### [WORK TO DO]
- a) Answer these questions from the passage on Capt. Abner West:
(i) At what age did West begin his whaling career, and in what role?
(ii) To which ship did the Navy assign West in September 1862?
(iii) How many naval guns did the Potomska carry during the Sapelo River operation?
- b) Extend the passage on Capt. Abner West's Civil War service, beginning after its final sentence.

Capt. Abner West (1811–1902) of Vineyard Haven had just about retired from the sea. He had been aboard ship most of his life, having begun his whaling career as a mess boy at the age of 10. He had whaled ever since, commanding at least four different ships on more than a half-dozen lengthy voyages spanning the globe. By the time he turned 50 in 1861, he owned a comfortable house on William Street, held substantial savings and real estate holdings, and was raising two young children with his wife Sarah. He was ready to settle down. But then he was recruited by the U.S. Navy.
At the outbreak of the Civil War, the Navy rapidly purchased hundreds of merchant ships, and recruited thousands of civilian mariners to meet the expanded needs of the force, including some highly experienced captains like West.
But West, whom one reporter remembered as “an irritable man much given to profanity,” quickly regretted his decision. Official letters show he made several failed attempts to return home. He told his naval superiors about the importance of returning to Martha’s Vineyard to sell his share of a whaling ship, probably the bark America. The Navy denied his request, and in September 1862 assigned him to the Potomska, a wooden New Bedford merchant schooner newly refitted as a Union gunship.
And so, on Nov. 7, 1862, Acting Master West found himself sailing up a tidal river in southeastern Georgia as an officer aboard the USS Potomska of the South Atlantic Blockading Squadron. They were defending a special Army unit temporarily occupying three plantations along the banks of the Sapelo River. With more than 35 years in the whaling industry, West was by far the most experienced mariner on the mission, which would become known as the Sapelo River Expedition.
The primary mission of the Potomska during this operation was to use its five naval guns to defend the 110 new Union soldiers, all Black men, including 50 raw recruits, on the transport ship Darlington, who were to occupy the riverside plantations along the Sapelo and destroy their saltworks. Salt was critical for food preservation and for curing leather, and was in short supply in the Confederate economy.
West was no career naval officer, and had not served in the armed forces previously. He wore his uniform reluctantly, and desperately wanted to return to civilian life. Now 51, he was 20 years older than the 30-year-old commander of the Potomska, Lieut. William Budd, and had more years of maritime experience than Captain Budd had been alive.

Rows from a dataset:
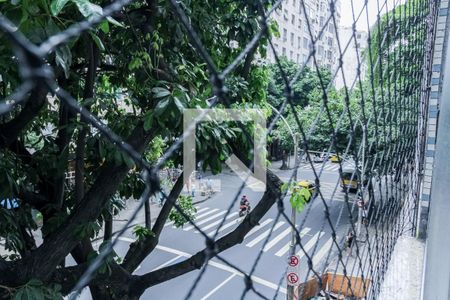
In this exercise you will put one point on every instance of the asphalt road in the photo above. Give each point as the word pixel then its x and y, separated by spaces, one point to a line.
pixel 221 278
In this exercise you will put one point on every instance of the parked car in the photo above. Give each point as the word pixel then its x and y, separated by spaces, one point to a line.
pixel 335 158
pixel 308 185
pixel 318 158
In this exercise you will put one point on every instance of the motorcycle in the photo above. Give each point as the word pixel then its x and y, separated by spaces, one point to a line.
pixel 244 210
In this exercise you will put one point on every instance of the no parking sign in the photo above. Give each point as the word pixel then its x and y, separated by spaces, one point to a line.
pixel 292 275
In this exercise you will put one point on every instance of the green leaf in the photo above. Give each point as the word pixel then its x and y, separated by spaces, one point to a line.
pixel 64 59
pixel 57 5
pixel 87 8
pixel 97 41
pixel 104 26
pixel 160 92
pixel 148 122
pixel 162 106
pixel 114 22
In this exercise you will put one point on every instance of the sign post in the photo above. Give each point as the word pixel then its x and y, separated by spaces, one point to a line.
pixel 292 274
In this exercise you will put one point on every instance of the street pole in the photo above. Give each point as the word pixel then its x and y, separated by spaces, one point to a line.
pixel 290 288
pixel 362 179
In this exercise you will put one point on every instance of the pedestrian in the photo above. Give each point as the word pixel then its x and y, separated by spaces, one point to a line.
pixel 349 241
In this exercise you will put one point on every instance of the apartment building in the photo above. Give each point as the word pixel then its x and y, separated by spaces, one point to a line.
pixel 352 57
pixel 295 42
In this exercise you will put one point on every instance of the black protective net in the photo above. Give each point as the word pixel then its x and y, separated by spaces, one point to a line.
pixel 373 121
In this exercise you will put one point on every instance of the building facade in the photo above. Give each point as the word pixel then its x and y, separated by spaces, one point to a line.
pixel 295 42
pixel 352 57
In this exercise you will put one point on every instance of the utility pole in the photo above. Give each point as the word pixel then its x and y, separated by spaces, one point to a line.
pixel 290 289
pixel 362 178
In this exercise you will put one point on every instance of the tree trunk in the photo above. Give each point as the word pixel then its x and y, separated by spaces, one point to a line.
pixel 108 227
pixel 284 166
pixel 148 219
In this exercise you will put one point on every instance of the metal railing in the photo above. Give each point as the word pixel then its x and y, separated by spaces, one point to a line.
pixel 386 104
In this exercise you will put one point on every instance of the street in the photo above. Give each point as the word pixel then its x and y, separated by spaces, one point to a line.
pixel 219 280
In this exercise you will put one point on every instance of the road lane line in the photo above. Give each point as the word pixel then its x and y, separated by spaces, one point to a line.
pixel 198 211
pixel 264 234
pixel 167 262
pixel 219 286
pixel 256 279
pixel 205 220
pixel 324 250
pixel 206 213
pixel 217 222
pixel 258 227
pixel 308 246
pixel 286 247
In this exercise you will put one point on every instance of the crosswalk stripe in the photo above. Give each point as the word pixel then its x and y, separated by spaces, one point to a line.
pixel 264 234
pixel 217 222
pixel 322 252
pixel 225 226
pixel 286 247
pixel 206 213
pixel 256 228
pixel 308 246
pixel 198 211
pixel 205 220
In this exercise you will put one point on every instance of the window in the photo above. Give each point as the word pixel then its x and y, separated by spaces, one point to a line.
pixel 330 41
pixel 320 50
pixel 330 27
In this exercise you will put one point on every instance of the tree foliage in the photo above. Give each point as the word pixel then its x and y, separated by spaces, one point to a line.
pixel 136 71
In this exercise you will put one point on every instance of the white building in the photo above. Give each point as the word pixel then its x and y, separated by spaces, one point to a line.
pixel 352 57
pixel 295 40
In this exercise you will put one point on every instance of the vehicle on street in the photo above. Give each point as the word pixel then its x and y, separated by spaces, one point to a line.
pixel 310 186
pixel 318 158
pixel 335 158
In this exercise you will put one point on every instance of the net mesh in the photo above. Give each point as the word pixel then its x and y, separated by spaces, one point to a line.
pixel 383 104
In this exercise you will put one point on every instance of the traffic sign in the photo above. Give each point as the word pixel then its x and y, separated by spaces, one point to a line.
pixel 293 260
pixel 292 278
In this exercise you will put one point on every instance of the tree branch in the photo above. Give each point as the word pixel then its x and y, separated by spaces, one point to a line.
pixel 11 130
pixel 272 194
pixel 140 249
pixel 59 243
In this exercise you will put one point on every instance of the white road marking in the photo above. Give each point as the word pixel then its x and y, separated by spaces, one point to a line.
pixel 264 234
pixel 206 213
pixel 217 222
pixel 258 227
pixel 308 246
pixel 322 252
pixel 198 211
pixel 205 220
pixel 256 279
pixel 218 287
pixel 286 247
pixel 167 262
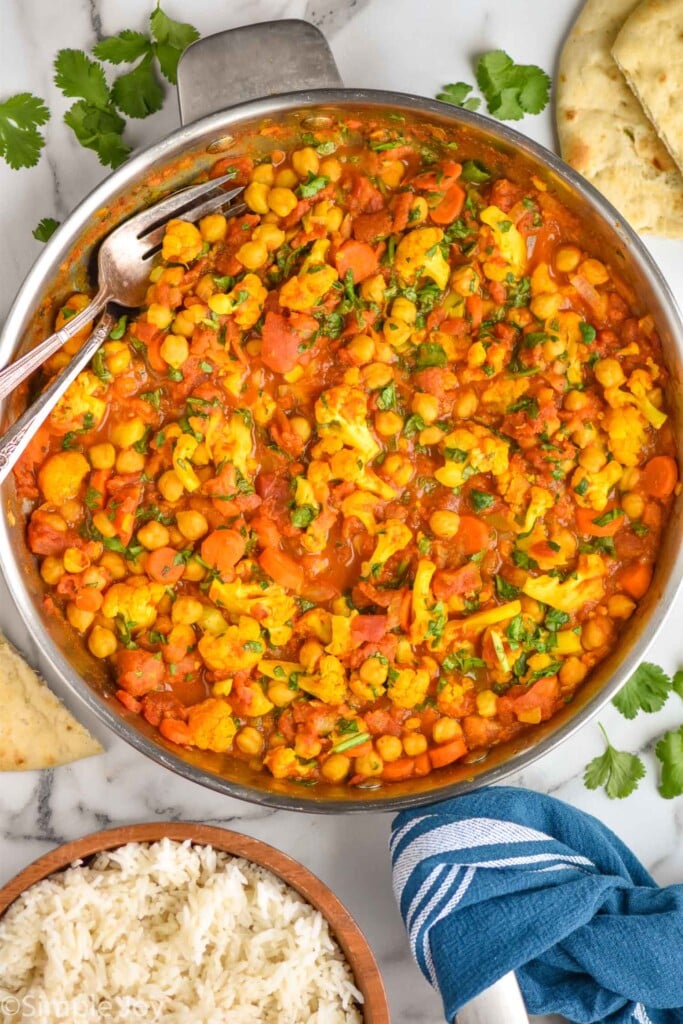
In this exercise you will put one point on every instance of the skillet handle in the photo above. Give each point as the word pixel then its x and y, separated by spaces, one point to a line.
pixel 500 1003
pixel 252 62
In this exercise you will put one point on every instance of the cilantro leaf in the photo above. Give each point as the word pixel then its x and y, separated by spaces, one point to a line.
pixel 138 92
pixel 20 141
pixel 172 38
pixel 45 228
pixel 124 48
pixel 457 93
pixel 511 90
pixel 79 77
pixel 670 753
pixel 617 771
pixel 646 690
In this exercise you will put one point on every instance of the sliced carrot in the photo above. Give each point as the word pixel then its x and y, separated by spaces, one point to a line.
pixel 222 549
pixel 447 753
pixel 161 565
pixel 357 257
pixel 450 207
pixel 396 771
pixel 586 522
pixel 659 476
pixel 282 568
pixel 472 535
pixel 635 579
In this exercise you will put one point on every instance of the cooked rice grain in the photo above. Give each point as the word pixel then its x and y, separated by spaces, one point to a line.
pixel 174 932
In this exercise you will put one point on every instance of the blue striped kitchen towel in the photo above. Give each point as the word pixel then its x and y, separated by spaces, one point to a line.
pixel 504 879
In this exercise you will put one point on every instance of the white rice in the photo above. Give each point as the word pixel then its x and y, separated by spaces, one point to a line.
pixel 170 932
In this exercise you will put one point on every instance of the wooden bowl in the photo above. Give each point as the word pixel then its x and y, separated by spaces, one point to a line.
pixel 348 935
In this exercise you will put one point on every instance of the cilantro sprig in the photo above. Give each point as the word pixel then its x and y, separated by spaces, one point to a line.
pixel 510 90
pixel 20 117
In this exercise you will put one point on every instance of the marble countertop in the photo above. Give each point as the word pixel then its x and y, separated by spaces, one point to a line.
pixel 391 44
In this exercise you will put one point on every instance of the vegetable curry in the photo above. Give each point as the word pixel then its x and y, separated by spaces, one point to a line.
pixel 376 477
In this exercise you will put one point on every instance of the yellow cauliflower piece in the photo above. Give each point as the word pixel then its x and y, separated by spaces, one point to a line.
pixel 211 726
pixel 510 243
pixel 418 255
pixel 272 606
pixel 182 242
pixel 392 537
pixel 409 687
pixel 627 434
pixel 330 683
pixel 469 451
pixel 594 487
pixel 135 604
pixel 79 400
pixel 238 649
pixel 584 585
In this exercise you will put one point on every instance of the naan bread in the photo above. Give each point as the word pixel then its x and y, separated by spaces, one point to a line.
pixel 603 130
pixel 36 730
pixel 649 51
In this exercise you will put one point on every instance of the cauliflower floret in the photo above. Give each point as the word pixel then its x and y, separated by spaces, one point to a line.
pixel 471 451
pixel 592 489
pixel 330 683
pixel 182 242
pixel 134 603
pixel 80 400
pixel 238 649
pixel 392 537
pixel 343 412
pixel 211 726
pixel 510 243
pixel 315 279
pixel 409 687
pixel 627 434
pixel 419 255
pixel 272 606
pixel 184 449
pixel 584 585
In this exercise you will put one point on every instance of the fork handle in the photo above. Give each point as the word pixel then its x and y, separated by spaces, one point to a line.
pixel 16 372
pixel 15 439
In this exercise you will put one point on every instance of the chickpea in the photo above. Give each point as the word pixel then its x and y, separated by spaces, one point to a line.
pixel 253 255
pixel 282 201
pixel 249 740
pixel 389 748
pixel 191 524
pixel 608 373
pixel 374 672
pixel 444 523
pixel 572 672
pixel 101 642
pixel 415 743
pixel 567 258
pixel 286 178
pixel 596 633
pixel 388 424
pixel 128 433
pixel 305 162
pixel 170 486
pixel 80 620
pixel 51 569
pixel 256 197
pixel 369 764
pixel 264 173
pixel 213 227
pixel 153 536
pixel 336 768
pixel 445 729
pixel 361 349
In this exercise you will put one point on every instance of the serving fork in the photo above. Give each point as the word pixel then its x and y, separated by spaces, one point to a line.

### [OUTPUTS BY TASK]
- a)
(i) At age 10, as a mess boy.
(ii) The Potomska.
(iii) Five.

- b)
At five o’clock in the morning on Nov. 7, the officers and the crew of the Potomska started the steam engine of their 136-foot, three-masted schooner and began the journey up the winding Sapelo River. The men knew to expect Confederate defenders armed with artillery and muskets. The plantations along the banks of the river were known for growing rice, but the regional business model depended on the enslavement of hundreds of men, women, and children. The Potomska (about 20 feet shorter than Vineyard Haven’s familiar Shenandoah) could operate in waters where a larger naval ship could not sail. The Potomska’s crew consisted of 90 men from eight different countries, and included 13 Black men, six of whom had escaped slavery in Virginia, Georgia, or Maryland. Only one month prior to the Sapelo River Expedition, two African American men, Richard Schuyler and John Gaines, had fled from their homes in Confederate Georgia to enlist in the Union Navy aboard the Potomska.
The Darlington followed the Potomska up the Sapelo. The Union Navy had captured the Darlington in Confederate Florida several months previously, and converted it into a transport ship. It was a side-wheel steamship with a single howitzer, and could operate in even shallower waters than the Potomska. The 110 soldiers on the Darlington were formerly enslaved men from Florida, Georgia, and South Carolina. Some of the soldiers were preparing to return in uniform, with muskets and bayonets, to the very same plantations where they had been recently enslaved, and where their family members and loved ones remained in bondage. If captured by Confederate forces, the Black soldiers and sailors of the Potomska understood, they would face extreme physical punishment, a return to slavery, or death. The white officers on both ships would have expected to be hanged if captured, because of their command of Black military personnel. One eyewitness reported that the soldiers of the Darlington did not sleep well the night before the expedition, anticipating the return to their enslaved families wearing military uniforms and carrying weapons.
At 10:40 am, the two Union ships approached the Mallow Plantation, owned by Reuben King. A large group of people in forced bondage to King gathered to watch a hundred Black Union soldiers disembark from the Darlington. At the prospect of freedom, people ran toward the soldiers and the ships with bundles on their heads, children in their arms, and carrying chickens, ducks, and pigs. More than 60 people were rescued and brought to the Union ships, together with leather from the plantation’s tannery.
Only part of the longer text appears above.